To address this “lax cross-validation” problem, we designed a station selection procedure to achieve training-test subsets that statistically mimic the level of spatial interpolation implied by the final product data (see Appendix B1 for details). To illustrate, Fig. 4 shows the probability distributions for NO3+ NO2 of minimum horizontal distances from grid points to any observed station (blue) in comparison to the minimum distances from test to training subset stations, under both a simple random assignment (green) and following our selection procedure (magenta). If the test stations are chosen at random from all distinct observed locations, then the test stations end up lying too close to the training stations (green), resulting in an insufficiently challenging test and an over-optimistic skill assessment. Our selection procedure improves the cross validation design, though there is still some under-representation of the upper tail (grid points furthest from observed locations). Median distances from test to closest training stations were similar to the median distances from grid points to closest stations (32–38 km for nutrients, 25 km for O2, 80 km for DIC, TA), although the 75th percentile values were 30 %–50 % lower, reflecting a shortage of sufficiently-isolated stations (see Table C1). Hence our skill assessments may be still slightly optimistic, especially in more poorly-observed regions, although this may be partly offset by the fact that all observations are used in the final reanalysis products (the whole process 2.7–2.10 is repeated with no test data excluded). The resulting spatial distributions of training and (initial) test subsets for NO3+ NO2 are shown in Fig. 5.
Given the basin-scale focus of this study, and to avoid potential influence of near-coastal extreme values (e.g. of nutrient concentrations), we further restricted the test data subsets to only include data ≥40 km from any real coastline, using the intermediate resolution data from GSHHGv2.3.7 (Wessel and Smith, 1996). Also, for comparing skill between different products, we further restrict to the common subset of test data that can be reached by all products without extrapolation in time, downwards, or “coastwards” towards land masses, such that exactly the same set of observations is used in each product-observation comparison. For comparing with WOA23 and L16 products, these further restrictions lead to “final” common test subsets that are ca. 15 %–20 % smaller than the initial test subsets shown in Table 2. The NORBGCv1 files include indicator variables to identify training subsets, initial test subsets, and final test subsets under comparison with WOA23/L16, so that users can exactly replicate our skill assessment.
Figure 4Probability distributions for nitrate-plus-nitrite of distances from model grid points to closest observational stations (blue), and of distances between test subset stations and closest training subset stations, first under simple random assignment (green) and then following our selection procedure (magenta). This latter was designed to provide more stringent cross validations that aim to measure out-of-sample accuracy in typical applications of the reanalysis products.
Figure 5Training and test observational datasets for nitrate + nitrite (white dots and magenta crosses respectively). No test data locations (stations) overlap with training data locations, and test locations are selected to mimic the level of spatial interpolation implicit in application of the final model product. Background shows ETOPO1 bathymetry and white lines mark latitude/longitude on a polar stereographic projection.

*PROBLEM DESCRIPTION:* Can you rewrite the cross-validation passage from the words "Figure 5Training and" through "polar stereographic projection.", putting "orange crosses" wherever "magenta crosses" appears?

*DATA SHOWN:*

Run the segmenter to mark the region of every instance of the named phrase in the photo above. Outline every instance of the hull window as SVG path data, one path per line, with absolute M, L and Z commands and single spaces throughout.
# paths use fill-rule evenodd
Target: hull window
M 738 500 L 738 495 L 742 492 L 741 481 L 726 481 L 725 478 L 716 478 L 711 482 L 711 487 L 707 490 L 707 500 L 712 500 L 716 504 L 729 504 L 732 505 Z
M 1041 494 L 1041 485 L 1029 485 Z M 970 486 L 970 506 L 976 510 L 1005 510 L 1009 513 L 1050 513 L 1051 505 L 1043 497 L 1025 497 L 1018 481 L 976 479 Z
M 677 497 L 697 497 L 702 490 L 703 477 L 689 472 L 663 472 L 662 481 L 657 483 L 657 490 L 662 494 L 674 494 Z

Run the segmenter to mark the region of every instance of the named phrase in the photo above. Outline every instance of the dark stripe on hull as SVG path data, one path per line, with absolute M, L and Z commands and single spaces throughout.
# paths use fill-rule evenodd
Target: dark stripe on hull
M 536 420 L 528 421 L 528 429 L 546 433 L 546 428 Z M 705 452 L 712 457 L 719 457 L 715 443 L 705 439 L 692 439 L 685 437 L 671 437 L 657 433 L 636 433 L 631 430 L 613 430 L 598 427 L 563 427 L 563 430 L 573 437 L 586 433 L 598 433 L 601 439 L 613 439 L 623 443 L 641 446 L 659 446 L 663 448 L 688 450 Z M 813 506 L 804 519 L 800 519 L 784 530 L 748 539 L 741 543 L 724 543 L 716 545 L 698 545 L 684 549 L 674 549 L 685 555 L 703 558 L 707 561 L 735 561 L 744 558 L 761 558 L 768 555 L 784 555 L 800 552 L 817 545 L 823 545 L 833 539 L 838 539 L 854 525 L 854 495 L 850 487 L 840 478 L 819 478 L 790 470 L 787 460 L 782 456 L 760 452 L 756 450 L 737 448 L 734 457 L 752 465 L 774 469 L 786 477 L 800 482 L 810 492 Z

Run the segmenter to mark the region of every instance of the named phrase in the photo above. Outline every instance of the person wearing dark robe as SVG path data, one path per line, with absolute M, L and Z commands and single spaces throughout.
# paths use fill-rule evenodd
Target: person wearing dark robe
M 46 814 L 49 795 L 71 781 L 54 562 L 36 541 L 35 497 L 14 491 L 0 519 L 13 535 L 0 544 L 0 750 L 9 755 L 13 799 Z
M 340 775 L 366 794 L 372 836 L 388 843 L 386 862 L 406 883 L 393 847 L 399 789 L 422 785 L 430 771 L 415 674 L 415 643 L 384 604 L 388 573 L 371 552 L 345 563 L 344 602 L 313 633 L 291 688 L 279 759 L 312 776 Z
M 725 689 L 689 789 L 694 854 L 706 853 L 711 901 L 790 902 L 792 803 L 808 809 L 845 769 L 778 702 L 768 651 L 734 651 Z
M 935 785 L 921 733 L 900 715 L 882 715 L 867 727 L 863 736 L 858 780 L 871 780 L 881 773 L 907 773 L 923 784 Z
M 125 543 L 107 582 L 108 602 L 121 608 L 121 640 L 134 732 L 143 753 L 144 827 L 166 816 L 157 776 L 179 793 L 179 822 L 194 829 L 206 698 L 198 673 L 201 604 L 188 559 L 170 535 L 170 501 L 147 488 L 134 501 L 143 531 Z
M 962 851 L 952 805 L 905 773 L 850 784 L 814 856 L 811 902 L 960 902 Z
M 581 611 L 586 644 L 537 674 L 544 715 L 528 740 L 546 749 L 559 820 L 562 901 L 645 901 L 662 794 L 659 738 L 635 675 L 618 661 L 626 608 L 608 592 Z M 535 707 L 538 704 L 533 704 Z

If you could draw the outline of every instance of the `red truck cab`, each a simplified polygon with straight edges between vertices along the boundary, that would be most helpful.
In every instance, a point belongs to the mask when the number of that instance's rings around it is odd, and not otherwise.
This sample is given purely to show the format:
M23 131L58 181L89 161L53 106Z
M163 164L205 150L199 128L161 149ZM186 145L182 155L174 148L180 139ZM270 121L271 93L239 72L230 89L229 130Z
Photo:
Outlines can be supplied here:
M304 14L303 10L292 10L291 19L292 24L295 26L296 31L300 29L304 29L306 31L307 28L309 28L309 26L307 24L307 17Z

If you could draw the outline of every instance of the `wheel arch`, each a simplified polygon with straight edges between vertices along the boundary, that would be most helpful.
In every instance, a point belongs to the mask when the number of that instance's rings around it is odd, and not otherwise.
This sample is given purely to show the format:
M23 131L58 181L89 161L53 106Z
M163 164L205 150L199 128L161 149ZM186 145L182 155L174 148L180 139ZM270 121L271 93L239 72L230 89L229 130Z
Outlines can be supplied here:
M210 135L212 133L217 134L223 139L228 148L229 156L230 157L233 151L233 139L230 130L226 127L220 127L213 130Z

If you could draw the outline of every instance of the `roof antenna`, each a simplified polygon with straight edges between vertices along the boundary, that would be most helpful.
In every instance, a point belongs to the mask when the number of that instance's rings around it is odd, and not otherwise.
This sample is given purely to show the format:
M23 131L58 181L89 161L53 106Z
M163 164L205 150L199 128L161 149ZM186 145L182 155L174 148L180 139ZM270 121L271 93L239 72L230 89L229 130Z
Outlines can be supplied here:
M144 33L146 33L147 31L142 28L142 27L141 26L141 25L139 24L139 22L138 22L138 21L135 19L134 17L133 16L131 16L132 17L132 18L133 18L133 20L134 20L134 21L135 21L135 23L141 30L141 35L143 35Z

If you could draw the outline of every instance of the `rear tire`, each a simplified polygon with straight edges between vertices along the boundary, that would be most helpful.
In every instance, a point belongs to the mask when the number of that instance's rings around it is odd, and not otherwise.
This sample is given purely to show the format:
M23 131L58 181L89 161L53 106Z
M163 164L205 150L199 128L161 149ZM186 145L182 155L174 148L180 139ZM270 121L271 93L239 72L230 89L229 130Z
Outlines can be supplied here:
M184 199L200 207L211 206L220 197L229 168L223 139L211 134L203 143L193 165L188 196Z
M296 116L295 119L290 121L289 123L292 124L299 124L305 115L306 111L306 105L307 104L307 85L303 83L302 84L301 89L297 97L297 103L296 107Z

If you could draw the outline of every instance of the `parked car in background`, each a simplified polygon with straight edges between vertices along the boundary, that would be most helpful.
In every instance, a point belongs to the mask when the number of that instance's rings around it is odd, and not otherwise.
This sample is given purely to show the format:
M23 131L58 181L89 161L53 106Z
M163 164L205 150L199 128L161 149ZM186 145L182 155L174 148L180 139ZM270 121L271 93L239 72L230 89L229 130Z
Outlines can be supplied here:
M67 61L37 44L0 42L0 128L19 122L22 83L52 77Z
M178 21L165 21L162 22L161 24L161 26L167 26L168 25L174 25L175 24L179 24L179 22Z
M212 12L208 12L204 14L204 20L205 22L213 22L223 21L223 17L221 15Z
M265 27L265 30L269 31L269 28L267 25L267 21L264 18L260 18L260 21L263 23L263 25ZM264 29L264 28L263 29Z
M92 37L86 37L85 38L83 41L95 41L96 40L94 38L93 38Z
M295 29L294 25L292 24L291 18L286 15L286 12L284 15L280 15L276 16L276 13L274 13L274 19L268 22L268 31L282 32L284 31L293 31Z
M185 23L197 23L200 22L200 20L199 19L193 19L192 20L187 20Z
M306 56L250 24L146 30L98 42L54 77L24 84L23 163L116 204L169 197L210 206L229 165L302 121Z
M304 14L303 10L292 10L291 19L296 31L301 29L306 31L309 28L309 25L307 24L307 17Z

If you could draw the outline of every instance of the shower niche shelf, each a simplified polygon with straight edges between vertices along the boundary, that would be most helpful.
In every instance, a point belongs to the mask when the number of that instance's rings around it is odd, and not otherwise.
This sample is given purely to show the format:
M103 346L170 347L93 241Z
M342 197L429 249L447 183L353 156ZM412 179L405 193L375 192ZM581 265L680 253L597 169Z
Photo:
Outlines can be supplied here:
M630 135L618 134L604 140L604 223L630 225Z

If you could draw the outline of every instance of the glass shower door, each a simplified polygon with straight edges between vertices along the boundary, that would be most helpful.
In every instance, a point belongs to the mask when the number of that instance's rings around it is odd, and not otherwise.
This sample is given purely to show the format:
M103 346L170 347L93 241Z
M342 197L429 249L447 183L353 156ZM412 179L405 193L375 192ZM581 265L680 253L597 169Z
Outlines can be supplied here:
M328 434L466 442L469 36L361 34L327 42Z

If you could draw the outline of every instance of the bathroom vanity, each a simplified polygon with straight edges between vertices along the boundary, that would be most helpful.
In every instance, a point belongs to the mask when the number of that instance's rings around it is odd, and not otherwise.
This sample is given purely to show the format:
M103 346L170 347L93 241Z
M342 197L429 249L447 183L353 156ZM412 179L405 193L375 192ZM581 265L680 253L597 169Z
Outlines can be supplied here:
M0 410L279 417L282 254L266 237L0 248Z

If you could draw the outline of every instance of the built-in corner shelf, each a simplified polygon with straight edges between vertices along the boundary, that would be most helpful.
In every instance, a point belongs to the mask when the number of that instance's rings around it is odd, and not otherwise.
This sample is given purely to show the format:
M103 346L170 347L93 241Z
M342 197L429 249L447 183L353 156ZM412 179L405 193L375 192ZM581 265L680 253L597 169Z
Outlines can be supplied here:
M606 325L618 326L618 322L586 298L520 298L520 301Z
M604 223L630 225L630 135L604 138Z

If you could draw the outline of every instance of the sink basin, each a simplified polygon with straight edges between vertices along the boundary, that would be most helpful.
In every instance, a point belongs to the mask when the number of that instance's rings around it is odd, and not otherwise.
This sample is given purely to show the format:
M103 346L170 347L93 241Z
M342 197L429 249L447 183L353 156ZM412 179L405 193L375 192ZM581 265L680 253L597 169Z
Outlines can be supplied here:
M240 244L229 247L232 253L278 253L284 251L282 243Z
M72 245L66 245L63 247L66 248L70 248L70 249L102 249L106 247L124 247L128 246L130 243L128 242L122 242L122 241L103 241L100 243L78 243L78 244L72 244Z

*OUTPUT BELOW:*
Figure 5Training and test observational datasets for nitrate + nitrite (white dots and orange crosses respectively). No test data locations (stations) overlap with training data locations, and test locations are selected to mimic the level of spatial interpolation implicit in application of the final model product. Background shows ETOPO1 bathymetry and white lines mark latitude/longitude on a polar stereographic projection.